**What to do:** From the rows below, extract each line that contains the string "bottle". Case counts.
-- START --
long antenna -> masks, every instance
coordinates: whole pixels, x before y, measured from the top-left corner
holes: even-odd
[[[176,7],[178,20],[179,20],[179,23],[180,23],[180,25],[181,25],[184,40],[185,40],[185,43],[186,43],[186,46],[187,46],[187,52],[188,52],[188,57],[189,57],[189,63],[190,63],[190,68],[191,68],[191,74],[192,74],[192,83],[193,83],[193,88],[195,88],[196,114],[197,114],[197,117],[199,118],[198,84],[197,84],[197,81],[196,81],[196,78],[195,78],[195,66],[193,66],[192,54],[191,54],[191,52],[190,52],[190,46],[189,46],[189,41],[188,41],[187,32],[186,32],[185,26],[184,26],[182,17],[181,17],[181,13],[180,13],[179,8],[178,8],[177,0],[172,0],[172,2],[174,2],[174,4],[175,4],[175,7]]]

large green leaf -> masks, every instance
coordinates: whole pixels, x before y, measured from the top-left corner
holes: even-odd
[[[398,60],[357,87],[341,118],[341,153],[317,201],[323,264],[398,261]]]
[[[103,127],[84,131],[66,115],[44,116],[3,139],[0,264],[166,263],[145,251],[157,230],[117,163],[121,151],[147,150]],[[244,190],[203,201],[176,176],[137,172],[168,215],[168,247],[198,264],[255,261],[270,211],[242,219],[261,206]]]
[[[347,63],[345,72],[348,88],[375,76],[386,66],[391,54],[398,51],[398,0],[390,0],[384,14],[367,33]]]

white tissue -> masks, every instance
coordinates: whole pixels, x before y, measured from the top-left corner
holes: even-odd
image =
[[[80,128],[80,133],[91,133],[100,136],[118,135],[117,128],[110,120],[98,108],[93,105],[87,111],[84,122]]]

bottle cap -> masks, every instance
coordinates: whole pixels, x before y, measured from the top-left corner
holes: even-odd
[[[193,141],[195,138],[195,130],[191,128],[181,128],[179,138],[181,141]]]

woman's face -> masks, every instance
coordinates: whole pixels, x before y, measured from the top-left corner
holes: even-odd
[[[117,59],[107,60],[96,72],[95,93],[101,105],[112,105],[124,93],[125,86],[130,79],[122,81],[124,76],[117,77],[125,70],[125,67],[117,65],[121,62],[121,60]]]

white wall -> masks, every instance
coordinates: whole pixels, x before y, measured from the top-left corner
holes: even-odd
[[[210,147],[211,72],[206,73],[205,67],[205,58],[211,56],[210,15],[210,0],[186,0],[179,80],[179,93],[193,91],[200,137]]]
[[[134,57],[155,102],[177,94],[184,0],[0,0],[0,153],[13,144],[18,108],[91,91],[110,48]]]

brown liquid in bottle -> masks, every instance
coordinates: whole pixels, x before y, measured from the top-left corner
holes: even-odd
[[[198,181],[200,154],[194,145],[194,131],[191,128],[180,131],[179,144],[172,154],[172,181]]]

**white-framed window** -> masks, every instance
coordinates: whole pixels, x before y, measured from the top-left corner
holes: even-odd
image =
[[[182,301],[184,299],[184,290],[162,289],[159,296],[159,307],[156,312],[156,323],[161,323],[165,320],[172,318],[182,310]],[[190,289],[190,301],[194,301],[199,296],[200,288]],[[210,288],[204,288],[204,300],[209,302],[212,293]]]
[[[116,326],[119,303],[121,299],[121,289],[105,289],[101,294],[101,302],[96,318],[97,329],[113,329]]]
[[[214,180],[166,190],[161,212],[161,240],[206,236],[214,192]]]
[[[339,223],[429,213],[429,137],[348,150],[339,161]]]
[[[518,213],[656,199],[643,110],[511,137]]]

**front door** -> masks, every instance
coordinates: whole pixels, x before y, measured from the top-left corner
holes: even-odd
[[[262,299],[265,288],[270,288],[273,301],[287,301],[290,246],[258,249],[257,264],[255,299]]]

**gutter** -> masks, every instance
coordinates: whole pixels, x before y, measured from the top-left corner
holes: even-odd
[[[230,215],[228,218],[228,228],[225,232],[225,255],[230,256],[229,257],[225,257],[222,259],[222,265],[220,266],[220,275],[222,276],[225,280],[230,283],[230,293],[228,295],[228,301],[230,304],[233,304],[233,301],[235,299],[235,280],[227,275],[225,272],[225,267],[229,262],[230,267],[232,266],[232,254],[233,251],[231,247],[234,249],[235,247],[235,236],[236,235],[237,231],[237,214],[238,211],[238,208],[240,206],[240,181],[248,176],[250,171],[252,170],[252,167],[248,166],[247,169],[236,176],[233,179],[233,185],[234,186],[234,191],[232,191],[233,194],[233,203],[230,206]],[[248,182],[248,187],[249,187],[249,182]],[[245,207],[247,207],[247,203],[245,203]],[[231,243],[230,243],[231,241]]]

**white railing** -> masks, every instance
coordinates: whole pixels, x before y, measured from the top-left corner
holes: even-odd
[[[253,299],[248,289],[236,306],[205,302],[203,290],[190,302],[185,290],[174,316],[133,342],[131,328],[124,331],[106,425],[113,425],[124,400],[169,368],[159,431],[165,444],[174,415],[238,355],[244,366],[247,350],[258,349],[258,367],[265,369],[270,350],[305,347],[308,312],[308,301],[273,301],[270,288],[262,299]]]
-- END --
-- START --
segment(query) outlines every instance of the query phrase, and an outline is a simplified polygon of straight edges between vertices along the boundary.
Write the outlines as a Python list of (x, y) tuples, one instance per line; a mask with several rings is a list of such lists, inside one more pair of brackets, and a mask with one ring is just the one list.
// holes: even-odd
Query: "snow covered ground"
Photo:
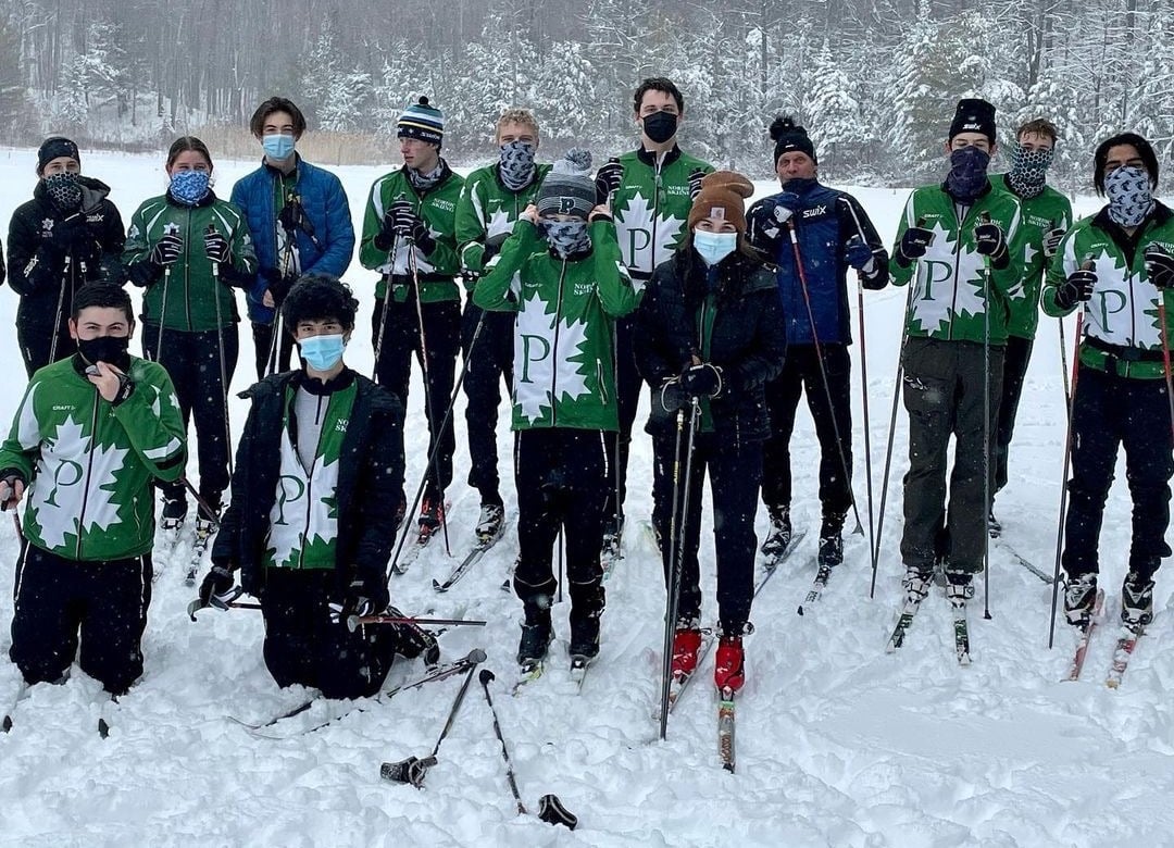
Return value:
-- END --
**Problem solution:**
bottle cap -> masks, every instance
brown liquid in bottle -> masks, every instance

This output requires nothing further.